ENTRIES SUPPLIED Start Marker
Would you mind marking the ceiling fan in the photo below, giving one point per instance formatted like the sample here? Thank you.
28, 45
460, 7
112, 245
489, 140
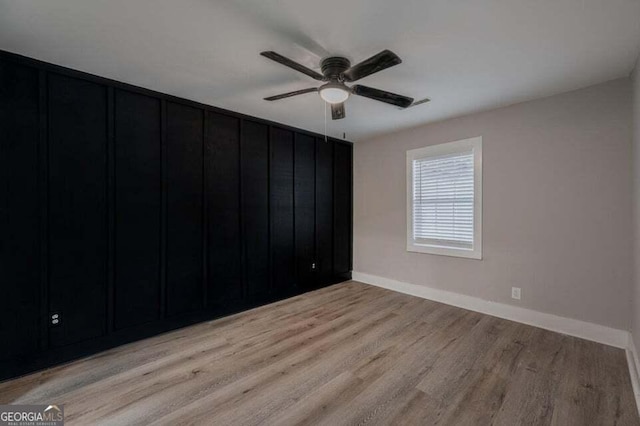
ENTRIES SUPPLIED End Marker
Since the copy should hold text only, set down each record exactly and leave the pictures out.

- [WRITTEN ANSWER]
Would you mind marking the ceiling fan in the photo below, giving one point per instance formatted like the sample here? Thank you.
28, 45
460, 7
112, 245
489, 140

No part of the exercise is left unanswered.